TASK OBJECTIVE
Please quote the forum thread below word for word, starting at "Mikä tämä lanka" and stopping after "one say can.".

# Диеты. Похуде&



## Guest

Кипа тут видела топиков о диетах.. конкретно ничего никто сказать не может.. 
Повсюду постить нет желания, но вот в помощь делюсь информативным ресурсом, кто хочет, смотрите.


----------



## Kopachris

Not very effective to advertise in Russian on a mostly English website. Still, I was intrigued enough to at least translate and read it. 1/10, would not buy.


----------



## Guest

Ваша России не очень хорошо, почему бы вам не попробовать это на английском языке


----------



## Art Rock

垃圾邮件发送者吸 ！


----------



## Hassid

Déjense de ***** y escriban en algun idioma conocido!


----------



## violadude

Was wilst du??


----------



## quack

வாழை பஜ்ஜி இந்த வாரம் சிறப்பு சலுகை இருக்கும்¿


----------



## GreenMamba

10001001 10011010 0110010100


----------



## Manxfeeder

QaQ vam ghajtaH taH!


----------



## Klavierspieler

wut yo foos doin goin on bout clasicul it dont got no beat man. n yo rushin blogin dont got nothin on me man it dont got no beat either yo so chil out dud
how cum yo clascul got so much mony it dont got no beat my beats got beat man an they got nothin


----------



## Chrythes

את הדייטה שלי אעשה עם חומוס ופיטה, כדורים מרוסיה תמיד נשמע כמו רעיון רע.


----------



## Guest

saubsebraglag said:


> Кипа тут видела топиков о диетах.. конкретно ничего никто сказать не может..
> Повсюду постить нет желания, но вот в помощь делюсь информативным ресурсом, кто хочет, смотрите. http://www.wibb.ru/


Now look what youv'e done grossen kopf und a la carty


----------



## mamascarlatti

Now I can't delete this idiot's thread after banning them - because the replies are too funny!:lol:


----------



## clavichorder

GreenMamba said:


> 10001001 10011010 0110010100


Didn't see anything else this "fella" posted, but its possible that you are speaking the right language to him.


----------



## Manok

Por que?!?!?!?!?!?!?!?!?!?!?!?


----------



## Guest

Manok said:


> Por que?!?!?!?!?!?!?!?!?!?!?!?


Would you care to explain that Sir


----------



## Lukecash12

Andante said:


> Would you care to explain that Sir


What he meant was anything from this list:

Whoseawhatsit?
Whatchamacallit?
What in the?


----------



## Morgante

Si dovrebbe parlare più italiano.


----------



## jani

Mikä tämä lanka on?!?!? En ymmärrä mitään mitä yritätte sanoa koska en jaksa käyttää google tranlatoria.


----------



## millionrainbows

According to "Free Online Translator," the message is:

Keep it here saw [topikov] about the diets. specifically nothing no one say can.

MATERIAL SUPPLIED
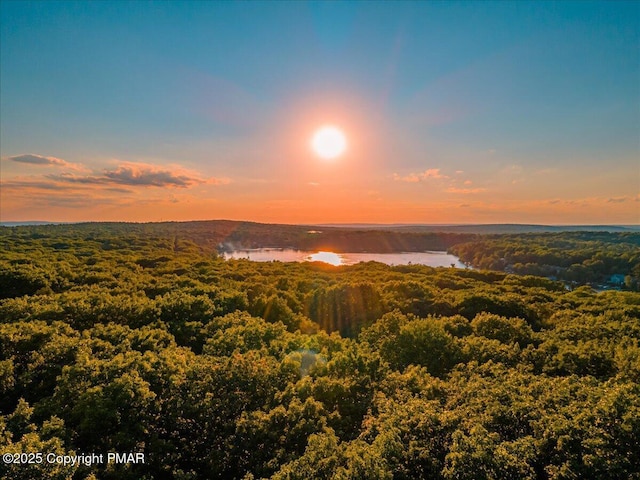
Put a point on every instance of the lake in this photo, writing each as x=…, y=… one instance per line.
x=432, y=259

* * *

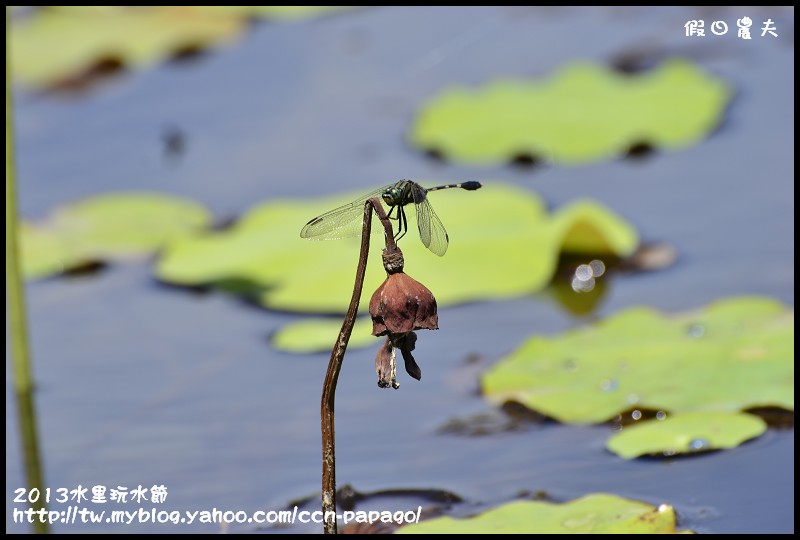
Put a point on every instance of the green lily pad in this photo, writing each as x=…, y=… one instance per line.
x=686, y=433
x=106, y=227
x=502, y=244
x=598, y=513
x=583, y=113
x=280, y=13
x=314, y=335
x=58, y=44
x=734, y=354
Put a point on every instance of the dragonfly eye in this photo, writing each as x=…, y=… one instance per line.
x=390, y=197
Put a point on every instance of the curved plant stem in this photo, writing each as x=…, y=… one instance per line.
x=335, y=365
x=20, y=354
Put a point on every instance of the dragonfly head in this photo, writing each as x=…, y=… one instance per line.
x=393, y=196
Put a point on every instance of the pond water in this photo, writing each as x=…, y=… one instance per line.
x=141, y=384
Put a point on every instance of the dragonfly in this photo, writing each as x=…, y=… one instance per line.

* * *

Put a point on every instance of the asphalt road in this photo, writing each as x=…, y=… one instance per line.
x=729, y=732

IN RESPONSE
Mikä tämä lanka on?!?!? En ymmärrä mitään mitä yritätte sanoa koska en jaksa käyttää google tranlatoria.


----------



## millionrainbows

According to "Free Online Translator," the message is:

Keep it here saw [topikov] about the diets. specifically nothing no one say can.